What to do: Pull out each line below that contains the word "white" and copy it unchanged. Only matches in the same letter case count.

Data excerpts:
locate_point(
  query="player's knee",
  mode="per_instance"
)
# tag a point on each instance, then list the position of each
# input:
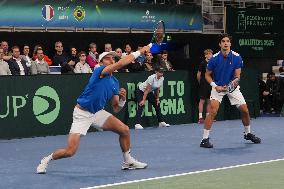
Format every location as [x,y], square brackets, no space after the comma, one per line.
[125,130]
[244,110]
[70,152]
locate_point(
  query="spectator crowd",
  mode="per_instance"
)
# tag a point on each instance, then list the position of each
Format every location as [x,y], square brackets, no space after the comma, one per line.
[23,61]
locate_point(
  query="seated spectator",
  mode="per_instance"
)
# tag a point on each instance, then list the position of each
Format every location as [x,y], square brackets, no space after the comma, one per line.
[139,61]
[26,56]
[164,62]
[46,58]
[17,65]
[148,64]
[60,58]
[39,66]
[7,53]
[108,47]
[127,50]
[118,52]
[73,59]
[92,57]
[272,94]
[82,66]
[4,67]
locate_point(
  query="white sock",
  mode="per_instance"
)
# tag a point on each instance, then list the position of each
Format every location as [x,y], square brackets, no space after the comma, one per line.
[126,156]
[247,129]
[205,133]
--
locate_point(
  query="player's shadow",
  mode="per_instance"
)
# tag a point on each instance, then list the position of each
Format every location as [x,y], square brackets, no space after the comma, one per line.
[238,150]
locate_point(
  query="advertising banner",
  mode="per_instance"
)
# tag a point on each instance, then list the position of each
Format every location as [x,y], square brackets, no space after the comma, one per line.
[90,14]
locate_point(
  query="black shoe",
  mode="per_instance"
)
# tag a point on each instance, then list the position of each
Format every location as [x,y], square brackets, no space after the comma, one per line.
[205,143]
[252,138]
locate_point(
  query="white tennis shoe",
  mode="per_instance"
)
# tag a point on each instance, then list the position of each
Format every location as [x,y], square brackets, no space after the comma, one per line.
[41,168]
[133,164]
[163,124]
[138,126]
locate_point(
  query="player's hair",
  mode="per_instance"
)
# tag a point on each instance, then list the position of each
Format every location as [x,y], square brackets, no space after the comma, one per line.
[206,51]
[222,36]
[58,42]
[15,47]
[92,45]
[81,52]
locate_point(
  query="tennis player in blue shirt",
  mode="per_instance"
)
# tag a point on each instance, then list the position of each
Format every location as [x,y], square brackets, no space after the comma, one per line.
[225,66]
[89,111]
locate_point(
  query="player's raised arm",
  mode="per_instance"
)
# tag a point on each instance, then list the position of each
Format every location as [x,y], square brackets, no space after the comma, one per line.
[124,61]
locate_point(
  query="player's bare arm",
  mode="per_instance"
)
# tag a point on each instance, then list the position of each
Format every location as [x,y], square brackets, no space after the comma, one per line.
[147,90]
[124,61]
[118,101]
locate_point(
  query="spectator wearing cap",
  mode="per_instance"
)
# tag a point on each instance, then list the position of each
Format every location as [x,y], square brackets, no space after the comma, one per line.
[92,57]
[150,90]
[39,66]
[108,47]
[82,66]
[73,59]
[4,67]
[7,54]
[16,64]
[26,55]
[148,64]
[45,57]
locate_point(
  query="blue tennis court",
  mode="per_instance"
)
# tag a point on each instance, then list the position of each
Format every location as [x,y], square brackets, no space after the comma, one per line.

Full answer:
  query="white sock",
  query="white tennis shoe",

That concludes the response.